### OBJECTIVE
Return each line of the listing below that contains the string "stage".

### MATERIAL
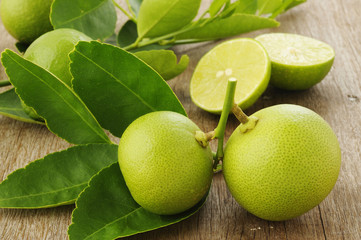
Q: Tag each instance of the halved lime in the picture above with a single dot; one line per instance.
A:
(244, 59)
(298, 62)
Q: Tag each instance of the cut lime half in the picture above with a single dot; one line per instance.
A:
(244, 59)
(298, 62)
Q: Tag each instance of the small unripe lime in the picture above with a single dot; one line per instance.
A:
(283, 166)
(26, 20)
(51, 51)
(166, 170)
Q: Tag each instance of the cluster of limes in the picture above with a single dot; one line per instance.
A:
(288, 61)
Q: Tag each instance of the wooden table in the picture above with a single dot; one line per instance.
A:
(337, 99)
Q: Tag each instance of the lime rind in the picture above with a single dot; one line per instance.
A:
(244, 59)
(298, 62)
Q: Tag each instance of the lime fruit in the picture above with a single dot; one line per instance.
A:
(283, 166)
(166, 170)
(51, 51)
(298, 62)
(244, 59)
(26, 20)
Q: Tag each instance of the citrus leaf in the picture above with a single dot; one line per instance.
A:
(128, 34)
(56, 179)
(216, 6)
(64, 112)
(95, 18)
(295, 3)
(164, 62)
(10, 106)
(268, 6)
(135, 4)
(159, 17)
(106, 210)
(226, 27)
(22, 46)
(120, 87)
(247, 6)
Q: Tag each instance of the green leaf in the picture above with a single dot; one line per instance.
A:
(128, 34)
(64, 112)
(226, 27)
(229, 9)
(95, 18)
(21, 46)
(164, 62)
(56, 179)
(106, 210)
(295, 3)
(120, 87)
(159, 17)
(268, 6)
(10, 106)
(135, 4)
(247, 6)
(216, 6)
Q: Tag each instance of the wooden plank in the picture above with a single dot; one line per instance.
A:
(337, 99)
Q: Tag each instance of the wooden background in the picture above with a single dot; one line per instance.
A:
(336, 99)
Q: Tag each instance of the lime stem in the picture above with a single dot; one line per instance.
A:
(4, 83)
(220, 129)
(124, 11)
(240, 115)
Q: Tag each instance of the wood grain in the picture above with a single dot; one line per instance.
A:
(337, 99)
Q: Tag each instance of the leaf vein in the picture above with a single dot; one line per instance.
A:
(64, 100)
(119, 81)
(116, 220)
(82, 15)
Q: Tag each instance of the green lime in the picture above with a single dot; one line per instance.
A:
(51, 51)
(298, 62)
(166, 170)
(26, 20)
(244, 59)
(284, 165)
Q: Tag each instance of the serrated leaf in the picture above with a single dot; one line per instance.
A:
(247, 6)
(128, 34)
(164, 62)
(295, 3)
(268, 6)
(95, 18)
(135, 4)
(119, 87)
(226, 27)
(216, 6)
(21, 46)
(56, 179)
(10, 106)
(159, 17)
(64, 112)
(106, 210)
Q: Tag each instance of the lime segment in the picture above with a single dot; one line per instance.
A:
(244, 59)
(298, 62)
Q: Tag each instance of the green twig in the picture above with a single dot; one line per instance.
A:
(124, 11)
(220, 129)
(4, 83)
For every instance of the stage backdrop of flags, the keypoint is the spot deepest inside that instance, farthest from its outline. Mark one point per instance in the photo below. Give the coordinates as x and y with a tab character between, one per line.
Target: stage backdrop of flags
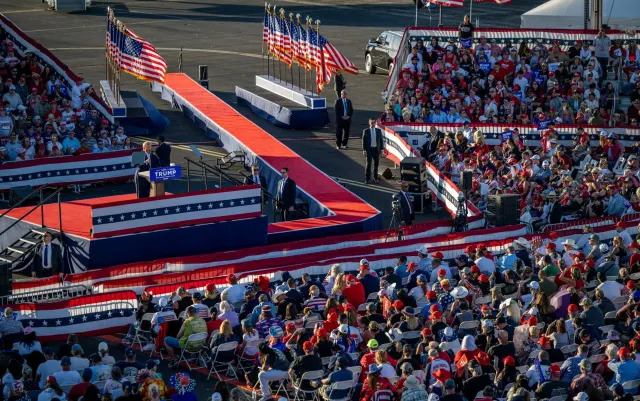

### RESPONSE TO THE TASK
For every instance of the stage backdrop of flags, the keypoint is the spot deepest inside that instance, farthest from its outline. Mark one point per instance in the photo below. Give the coordinates as x and y with a tab character between, one per line.
Target: stage backdrop of flags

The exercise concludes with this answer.